TEXT TO READ:
Column | On Politics

Senior Democrats’ Private Take on Biden: He’s Too Old

They worry a lot about an 82-year-old nominee, but fear the battle over Kamala Harris that would ensue if he pulls out.

President Joe Biden grips the podium as he speaks.

High-level Democrats are rallying to President Biden’s reelection, not because they think it’s in the best interest of the country to have an 82-year-old start a second term but because they fear the potential alternative: the nomination of Kamala Harris and election of Donald Trump.

Not that many of them will say it publicly, at least not that directly.

“Nobody wants to be the one to do something that would undermine the chances of a Democratic victory in 2024,” Rep. Dean Phillips (D-Minn.) explained to me. “Yet in quiet rooms the conversation is just the opposite — we could be at a higher risk if this path is cleared.”

Phillips would know from those quiet rooms.

The third-term Democrat from suburban Minneapolis, a gelato company executive before running for Congress, was one of the few lawmakers last year to say his party should turn to a new generation in the next presidential race. And since the Democrats’ unexpectedly strong midterm performance, scarcely few have followed suit, while every potential Biden successor has fallen in line behind his yet-to-be-announced candidacy. Meanwhile, the private conversations about the wisdom of nominating an octogenarian and despair over who could take Biden’s place have hardly subsided.

“It’s fear, plain and simple,” Phillips explained of both the lack of Democratic officials calling for a new nominee and reluctance of other candidates to step forward. “People are focused on self-preservation and their aspirations.“

He has only praise for Biden, and not just of the Minnesota Nice sort. “He’s a president of great competence and success, I admire the heck out of President Biden,” Phillips said. “And if he were 15-20 years younger it would be a no-brainer to nominate him, but considering his age it’s absurd we’re not promoting competition but trying to extinguish it.”

WRITTEN INSTRUCTION 1:
Can you reproduce the column on Biden's age, everything from "Column | On" down to "of Donald Trump.", swapping "Kamala Harris" for "Vice President Harris"?
WRITTEN INSTRUCTION 2:
Can you condense the paragraph of the column on Biden's age that begins "The third-term Democrat from suburban Minneapolis" into a shorter version that keeps its main facts?
Nothing in the listing is needed.

GIVEN INFORMATION:
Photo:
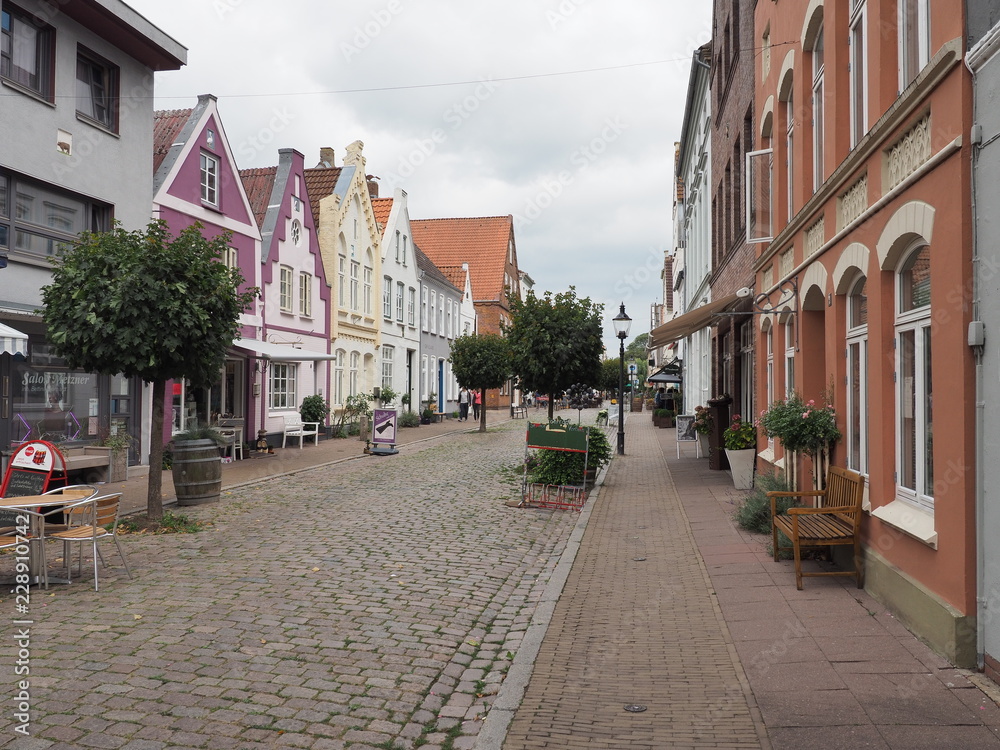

FULL RESPONSE 1:
Column | On Politics

Senior Democrats’ Private Take on Biden: He’s Too Old

They worry a lot about an 82-year-old nominee, but fear the battle over Vice President Harris that would ensue if he pulls out.

President Joe Biden grips the podium as he speaks.

High-level Democrats are rallying to President Biden’s reelection, not because they think it’s in the best interest of the country to have an 82-year-old start a second term but because they fear the potential alternative: the nomination of Vice President Harris and election of Donald Trump.

FULL RESPONSE 2:
Phillips, a third-term Democrat from suburban Minneapolis and a former gelato company executive, was one of the few lawmakers last year to say his party should turn to a new generation for the next presidential race. Since the Democrats' unexpectedly strong midterm showing, hardly anyone has joined him, and every potential Biden successor has lined up behind his yet-to-be-announced candidacy. Private talk about the wisdom of nominating an octogenarian, and despair over who could replace Biden, has hardly subsided.